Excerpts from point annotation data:
....
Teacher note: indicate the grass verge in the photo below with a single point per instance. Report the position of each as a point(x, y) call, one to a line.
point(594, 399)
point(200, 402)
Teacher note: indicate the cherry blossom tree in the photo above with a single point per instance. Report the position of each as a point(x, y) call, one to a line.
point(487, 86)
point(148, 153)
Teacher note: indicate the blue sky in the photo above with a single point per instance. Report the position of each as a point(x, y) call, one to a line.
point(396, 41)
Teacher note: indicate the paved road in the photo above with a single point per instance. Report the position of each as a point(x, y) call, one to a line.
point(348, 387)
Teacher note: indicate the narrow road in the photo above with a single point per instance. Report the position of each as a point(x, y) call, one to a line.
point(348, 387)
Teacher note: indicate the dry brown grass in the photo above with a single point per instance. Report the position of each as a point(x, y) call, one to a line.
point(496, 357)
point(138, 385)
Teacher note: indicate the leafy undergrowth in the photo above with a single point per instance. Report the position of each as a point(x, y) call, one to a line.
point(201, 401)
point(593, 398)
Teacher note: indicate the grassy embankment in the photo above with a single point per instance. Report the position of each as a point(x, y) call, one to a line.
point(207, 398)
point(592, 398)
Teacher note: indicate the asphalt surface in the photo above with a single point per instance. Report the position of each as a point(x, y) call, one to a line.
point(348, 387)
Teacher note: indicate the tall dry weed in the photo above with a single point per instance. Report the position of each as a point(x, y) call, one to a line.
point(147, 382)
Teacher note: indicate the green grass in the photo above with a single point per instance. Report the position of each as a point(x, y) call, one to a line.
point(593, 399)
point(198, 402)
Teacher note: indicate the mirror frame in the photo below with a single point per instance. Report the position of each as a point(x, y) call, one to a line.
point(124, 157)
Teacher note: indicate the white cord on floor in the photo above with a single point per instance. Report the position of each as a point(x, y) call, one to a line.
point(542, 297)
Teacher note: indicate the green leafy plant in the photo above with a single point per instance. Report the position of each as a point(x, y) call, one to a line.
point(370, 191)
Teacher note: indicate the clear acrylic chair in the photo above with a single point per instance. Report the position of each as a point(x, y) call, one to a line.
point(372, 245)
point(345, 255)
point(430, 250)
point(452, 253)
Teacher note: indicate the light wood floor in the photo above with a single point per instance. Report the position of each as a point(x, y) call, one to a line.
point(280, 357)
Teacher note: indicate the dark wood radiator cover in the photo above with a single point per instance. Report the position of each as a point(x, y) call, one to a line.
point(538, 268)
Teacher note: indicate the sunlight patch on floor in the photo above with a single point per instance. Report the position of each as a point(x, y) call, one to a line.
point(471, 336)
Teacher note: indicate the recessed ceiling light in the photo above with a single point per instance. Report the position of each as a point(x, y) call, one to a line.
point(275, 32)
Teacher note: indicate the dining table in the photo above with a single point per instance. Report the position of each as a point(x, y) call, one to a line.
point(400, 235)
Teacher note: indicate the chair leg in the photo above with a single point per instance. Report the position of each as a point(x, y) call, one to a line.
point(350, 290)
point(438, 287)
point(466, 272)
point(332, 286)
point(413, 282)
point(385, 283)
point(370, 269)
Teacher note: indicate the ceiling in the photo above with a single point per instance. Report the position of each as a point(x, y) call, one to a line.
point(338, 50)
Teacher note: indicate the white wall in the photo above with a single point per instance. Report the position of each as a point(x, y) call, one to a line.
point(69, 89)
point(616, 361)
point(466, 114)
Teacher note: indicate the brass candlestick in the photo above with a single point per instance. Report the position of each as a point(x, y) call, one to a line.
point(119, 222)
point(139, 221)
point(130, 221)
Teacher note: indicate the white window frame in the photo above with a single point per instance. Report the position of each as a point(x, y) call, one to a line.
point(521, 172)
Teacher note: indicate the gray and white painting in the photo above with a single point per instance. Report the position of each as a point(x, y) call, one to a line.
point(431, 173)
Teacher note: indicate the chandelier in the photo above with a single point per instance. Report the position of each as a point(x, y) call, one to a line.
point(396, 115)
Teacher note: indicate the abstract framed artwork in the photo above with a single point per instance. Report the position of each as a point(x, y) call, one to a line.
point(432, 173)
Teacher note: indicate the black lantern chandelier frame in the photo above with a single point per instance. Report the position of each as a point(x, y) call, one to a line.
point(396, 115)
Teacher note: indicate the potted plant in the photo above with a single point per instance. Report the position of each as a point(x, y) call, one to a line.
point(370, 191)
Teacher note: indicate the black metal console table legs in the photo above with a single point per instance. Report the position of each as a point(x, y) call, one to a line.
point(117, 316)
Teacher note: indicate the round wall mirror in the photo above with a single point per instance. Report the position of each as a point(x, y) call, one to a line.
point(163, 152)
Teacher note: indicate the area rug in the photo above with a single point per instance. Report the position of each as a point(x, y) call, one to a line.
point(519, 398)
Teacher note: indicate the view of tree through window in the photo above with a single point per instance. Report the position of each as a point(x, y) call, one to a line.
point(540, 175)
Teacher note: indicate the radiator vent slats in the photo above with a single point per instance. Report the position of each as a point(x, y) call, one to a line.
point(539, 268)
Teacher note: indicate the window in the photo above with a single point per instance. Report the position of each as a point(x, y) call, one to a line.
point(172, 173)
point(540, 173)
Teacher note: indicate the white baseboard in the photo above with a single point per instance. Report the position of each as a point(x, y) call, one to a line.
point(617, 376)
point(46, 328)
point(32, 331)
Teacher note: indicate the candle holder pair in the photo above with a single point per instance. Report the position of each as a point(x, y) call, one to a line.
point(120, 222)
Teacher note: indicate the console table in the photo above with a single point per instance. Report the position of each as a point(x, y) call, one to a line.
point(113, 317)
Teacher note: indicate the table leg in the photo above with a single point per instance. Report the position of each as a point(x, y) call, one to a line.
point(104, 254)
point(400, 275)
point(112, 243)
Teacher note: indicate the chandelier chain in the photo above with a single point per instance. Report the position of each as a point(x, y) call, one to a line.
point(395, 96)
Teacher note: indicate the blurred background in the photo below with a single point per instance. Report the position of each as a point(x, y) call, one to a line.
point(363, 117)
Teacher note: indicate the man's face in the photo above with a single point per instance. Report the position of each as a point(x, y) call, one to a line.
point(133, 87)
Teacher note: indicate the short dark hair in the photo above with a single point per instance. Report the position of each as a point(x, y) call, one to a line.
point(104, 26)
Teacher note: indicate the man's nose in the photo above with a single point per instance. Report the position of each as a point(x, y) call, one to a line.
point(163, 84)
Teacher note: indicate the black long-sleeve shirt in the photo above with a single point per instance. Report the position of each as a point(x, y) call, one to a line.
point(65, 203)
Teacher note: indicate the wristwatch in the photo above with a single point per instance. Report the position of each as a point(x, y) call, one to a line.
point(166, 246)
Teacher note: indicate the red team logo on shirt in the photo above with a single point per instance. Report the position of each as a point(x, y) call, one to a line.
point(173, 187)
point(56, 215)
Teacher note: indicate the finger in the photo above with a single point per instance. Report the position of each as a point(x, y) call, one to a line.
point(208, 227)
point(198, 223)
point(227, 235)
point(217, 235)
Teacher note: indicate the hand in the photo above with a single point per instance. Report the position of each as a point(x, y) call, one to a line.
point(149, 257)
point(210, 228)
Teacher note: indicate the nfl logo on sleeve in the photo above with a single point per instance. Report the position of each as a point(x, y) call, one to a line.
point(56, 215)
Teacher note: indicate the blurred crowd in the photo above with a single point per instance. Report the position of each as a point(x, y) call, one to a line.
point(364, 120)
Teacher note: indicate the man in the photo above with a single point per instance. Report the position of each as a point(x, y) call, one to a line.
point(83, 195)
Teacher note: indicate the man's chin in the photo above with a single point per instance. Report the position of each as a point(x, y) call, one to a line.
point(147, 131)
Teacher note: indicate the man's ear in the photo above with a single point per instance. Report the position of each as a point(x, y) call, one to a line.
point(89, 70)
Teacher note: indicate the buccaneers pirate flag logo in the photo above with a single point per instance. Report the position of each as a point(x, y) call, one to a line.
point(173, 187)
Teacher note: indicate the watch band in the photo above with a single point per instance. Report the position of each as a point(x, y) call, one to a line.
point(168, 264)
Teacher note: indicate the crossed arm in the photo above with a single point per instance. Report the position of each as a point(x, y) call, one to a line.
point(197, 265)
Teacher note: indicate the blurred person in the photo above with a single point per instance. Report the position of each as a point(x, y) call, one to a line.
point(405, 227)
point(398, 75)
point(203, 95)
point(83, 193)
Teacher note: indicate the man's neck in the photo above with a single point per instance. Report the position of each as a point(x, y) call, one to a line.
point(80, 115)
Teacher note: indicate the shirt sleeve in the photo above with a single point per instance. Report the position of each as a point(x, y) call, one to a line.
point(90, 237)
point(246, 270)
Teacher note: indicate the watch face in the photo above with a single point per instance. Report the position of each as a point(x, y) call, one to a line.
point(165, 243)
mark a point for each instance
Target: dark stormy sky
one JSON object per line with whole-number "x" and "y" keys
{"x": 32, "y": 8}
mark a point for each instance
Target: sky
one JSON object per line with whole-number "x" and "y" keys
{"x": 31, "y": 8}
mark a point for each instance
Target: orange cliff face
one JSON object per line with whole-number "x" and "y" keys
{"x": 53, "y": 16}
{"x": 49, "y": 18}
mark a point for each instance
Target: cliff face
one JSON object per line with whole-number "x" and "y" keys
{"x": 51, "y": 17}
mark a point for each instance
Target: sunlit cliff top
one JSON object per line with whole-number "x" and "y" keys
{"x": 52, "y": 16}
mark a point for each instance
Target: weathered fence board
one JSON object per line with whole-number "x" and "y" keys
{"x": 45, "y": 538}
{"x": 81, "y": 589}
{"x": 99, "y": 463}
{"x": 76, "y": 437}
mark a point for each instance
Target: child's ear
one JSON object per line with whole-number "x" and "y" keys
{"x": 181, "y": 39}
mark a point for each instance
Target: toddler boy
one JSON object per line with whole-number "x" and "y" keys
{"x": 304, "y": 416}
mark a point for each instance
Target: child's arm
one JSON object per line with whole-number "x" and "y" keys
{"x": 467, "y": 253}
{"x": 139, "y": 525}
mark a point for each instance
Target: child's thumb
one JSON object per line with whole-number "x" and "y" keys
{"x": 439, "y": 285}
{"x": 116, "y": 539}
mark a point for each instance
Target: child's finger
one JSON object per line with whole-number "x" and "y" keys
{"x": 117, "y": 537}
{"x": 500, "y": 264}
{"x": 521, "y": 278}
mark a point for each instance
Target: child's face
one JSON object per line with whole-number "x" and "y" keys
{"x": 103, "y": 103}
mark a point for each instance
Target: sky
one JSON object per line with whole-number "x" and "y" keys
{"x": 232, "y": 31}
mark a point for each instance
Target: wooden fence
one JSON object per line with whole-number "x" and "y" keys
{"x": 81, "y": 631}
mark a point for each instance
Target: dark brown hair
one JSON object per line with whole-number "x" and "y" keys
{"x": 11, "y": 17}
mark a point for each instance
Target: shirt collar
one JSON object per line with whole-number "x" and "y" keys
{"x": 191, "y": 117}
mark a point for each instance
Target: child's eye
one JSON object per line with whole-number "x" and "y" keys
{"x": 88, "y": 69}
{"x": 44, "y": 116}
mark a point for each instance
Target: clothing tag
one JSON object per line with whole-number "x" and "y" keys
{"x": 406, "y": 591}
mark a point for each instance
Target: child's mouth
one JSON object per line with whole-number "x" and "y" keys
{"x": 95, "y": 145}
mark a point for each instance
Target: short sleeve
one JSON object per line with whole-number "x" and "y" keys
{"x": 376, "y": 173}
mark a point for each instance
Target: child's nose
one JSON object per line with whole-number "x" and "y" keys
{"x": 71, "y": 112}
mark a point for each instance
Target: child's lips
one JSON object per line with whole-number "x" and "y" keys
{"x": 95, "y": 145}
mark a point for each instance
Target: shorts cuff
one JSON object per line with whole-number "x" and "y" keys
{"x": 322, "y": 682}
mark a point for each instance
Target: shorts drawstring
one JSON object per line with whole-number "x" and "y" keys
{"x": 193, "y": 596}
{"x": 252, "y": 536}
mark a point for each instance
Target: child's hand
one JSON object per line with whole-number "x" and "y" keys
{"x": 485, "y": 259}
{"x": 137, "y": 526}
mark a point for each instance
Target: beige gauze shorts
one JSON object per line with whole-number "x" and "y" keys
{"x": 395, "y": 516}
....
■ The problem ■
Return the stretch of entries from the line containing "Teacher note: indicate the man's face" through the line containing "point(65, 203)", copying each line unchanged.

■ Task result ■
Teacher note: indicate the man's face in the photo above with a single point per instance. Report the position of each as a point(x, y) call, one to a line.
point(133, 87)
Teacher note: indicate the short dark hair in the photo above with a single point per instance. Report the position of each as a point(x, y) call, one to a line.
point(104, 26)
Teacher note: indicate the man's nose in the photo above with a single point per instance. Report the position of each as a point(x, y) call, one to a line.
point(163, 84)
Teacher note: indicate the black long-sleeve shirt in the photo above with a single point per instance. Report the position of each as a point(x, y) call, one to a line.
point(65, 203)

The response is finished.